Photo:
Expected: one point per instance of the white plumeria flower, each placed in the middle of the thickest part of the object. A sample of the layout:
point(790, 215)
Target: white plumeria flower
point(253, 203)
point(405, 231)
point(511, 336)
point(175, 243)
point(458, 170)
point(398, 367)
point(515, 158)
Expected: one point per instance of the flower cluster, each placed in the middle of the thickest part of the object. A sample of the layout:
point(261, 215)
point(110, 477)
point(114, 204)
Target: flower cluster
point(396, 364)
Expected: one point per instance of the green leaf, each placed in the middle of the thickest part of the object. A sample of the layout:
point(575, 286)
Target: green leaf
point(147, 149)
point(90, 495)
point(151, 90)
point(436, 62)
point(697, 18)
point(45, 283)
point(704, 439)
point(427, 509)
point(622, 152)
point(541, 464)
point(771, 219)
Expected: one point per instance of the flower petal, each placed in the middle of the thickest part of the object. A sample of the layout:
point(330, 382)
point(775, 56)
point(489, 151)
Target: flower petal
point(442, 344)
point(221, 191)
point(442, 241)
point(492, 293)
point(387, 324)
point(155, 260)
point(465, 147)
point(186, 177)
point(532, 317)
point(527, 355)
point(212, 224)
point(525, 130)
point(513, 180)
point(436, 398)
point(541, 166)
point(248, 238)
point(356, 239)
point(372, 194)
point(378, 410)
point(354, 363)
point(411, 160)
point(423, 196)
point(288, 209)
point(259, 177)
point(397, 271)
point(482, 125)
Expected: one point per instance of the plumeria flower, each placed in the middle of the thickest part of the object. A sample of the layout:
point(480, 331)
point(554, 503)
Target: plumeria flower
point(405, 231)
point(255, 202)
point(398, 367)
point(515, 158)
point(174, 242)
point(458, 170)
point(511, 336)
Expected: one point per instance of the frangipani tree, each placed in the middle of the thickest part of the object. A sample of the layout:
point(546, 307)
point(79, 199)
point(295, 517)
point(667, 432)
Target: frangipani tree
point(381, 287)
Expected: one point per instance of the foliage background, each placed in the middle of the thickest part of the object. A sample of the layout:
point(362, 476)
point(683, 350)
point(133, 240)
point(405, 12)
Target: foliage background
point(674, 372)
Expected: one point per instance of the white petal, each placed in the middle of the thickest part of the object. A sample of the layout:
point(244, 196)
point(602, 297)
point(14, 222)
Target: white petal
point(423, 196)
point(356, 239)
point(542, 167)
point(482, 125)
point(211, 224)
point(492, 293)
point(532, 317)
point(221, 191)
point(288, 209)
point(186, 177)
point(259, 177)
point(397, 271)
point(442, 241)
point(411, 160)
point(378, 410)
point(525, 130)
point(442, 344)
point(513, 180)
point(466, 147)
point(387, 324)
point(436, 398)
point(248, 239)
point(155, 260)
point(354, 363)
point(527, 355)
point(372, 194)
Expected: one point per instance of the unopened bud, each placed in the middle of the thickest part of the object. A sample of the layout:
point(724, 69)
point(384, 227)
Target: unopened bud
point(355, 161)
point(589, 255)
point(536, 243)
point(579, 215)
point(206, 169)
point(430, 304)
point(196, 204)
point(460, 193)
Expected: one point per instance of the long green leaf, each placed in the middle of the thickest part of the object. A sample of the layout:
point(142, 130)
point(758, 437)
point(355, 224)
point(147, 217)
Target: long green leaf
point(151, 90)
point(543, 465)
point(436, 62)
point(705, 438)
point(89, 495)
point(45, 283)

__WORK TO BE COMPLETED__. Copy the stretch from the line containing "Expected: one point per instance of the green" through the line containing "point(771, 219)", replacing "green leaf" with "leaf blade" and keeping everything else unchanged.

__EXERCISE SOLUTION__.
Expected: one point per instance of the leaf blade, each placed in the middle of the thickest part of the object. A sample of the layout:
point(575, 286)
Target: leaf blade
point(147, 149)
point(90, 495)
point(151, 90)
point(436, 62)
point(697, 18)
point(45, 283)
point(704, 439)
point(427, 509)
point(622, 152)
point(541, 464)
point(771, 219)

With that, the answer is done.